• Work instructions
Make an exact copy of all the data.

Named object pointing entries
* * *
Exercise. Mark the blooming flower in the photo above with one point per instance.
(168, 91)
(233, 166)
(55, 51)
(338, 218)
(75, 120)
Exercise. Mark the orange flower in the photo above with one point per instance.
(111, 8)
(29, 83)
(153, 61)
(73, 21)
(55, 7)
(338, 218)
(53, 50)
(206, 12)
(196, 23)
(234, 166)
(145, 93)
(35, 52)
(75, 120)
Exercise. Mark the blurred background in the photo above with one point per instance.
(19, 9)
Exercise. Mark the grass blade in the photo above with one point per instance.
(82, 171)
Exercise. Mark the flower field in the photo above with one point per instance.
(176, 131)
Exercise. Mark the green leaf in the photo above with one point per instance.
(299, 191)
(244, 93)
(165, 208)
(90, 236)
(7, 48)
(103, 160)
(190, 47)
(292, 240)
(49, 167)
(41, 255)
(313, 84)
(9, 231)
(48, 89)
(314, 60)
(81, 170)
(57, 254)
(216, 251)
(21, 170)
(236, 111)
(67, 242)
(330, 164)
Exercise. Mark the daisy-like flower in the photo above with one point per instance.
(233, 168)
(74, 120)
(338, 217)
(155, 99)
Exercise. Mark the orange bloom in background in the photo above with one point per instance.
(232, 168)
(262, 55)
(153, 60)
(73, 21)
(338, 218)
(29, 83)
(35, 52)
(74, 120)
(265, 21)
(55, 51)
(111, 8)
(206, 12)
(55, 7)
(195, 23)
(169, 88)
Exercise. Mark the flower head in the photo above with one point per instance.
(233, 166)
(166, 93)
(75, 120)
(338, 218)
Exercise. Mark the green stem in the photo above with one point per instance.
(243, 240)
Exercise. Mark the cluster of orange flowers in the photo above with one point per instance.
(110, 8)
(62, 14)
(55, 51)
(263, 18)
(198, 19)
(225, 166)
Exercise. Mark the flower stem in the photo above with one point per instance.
* * *
• The reply
Exercise. Mark the blooming flower in the photo above with one point per instance.
(168, 91)
(233, 166)
(55, 51)
(338, 218)
(75, 120)
Exercise. Mark the orange flower in the photo above with one point per instance.
(111, 8)
(29, 83)
(153, 61)
(73, 21)
(55, 7)
(338, 218)
(53, 50)
(206, 12)
(196, 23)
(234, 166)
(145, 93)
(35, 52)
(75, 120)
Exercise. Mark the blurred background in the photo above with one point per instance.
(19, 9)
Exercise. Mark the grass blade in the photo above with one point per instance.
(82, 171)
Exercise. Mark the flower field in the photo above with one point per instance.
(176, 131)
Exercise. Mark the green leaf in the photo above with one point per instance.
(299, 191)
(244, 93)
(165, 208)
(90, 236)
(7, 48)
(103, 160)
(190, 47)
(292, 240)
(49, 167)
(41, 255)
(313, 84)
(9, 231)
(48, 89)
(314, 60)
(81, 170)
(57, 254)
(216, 251)
(21, 170)
(236, 111)
(67, 242)
(330, 164)
Exercise. Mark the daisy-like flower in the photo above with one point per instance.
(233, 168)
(74, 120)
(338, 217)
(155, 99)
Exercise. Mark the orange bloom in background in the photo above with one point per instance.
(232, 168)
(262, 55)
(153, 60)
(73, 21)
(338, 218)
(29, 83)
(35, 52)
(74, 120)
(265, 21)
(55, 51)
(111, 8)
(206, 12)
(55, 7)
(195, 23)
(169, 88)
Exercise. Mark the flower head in the photo above with one point per instance.
(233, 166)
(166, 93)
(75, 120)
(338, 218)
Exercise. Mark the green stem in the photo above with one point per instance.
(243, 240)
Exercise. Mark the cluster of orange flowers in the photo above with one point per instance.
(110, 8)
(62, 14)
(55, 51)
(263, 18)
(198, 19)
(225, 166)
Exercise. Mark the flower stem in the photo above with one point per instance.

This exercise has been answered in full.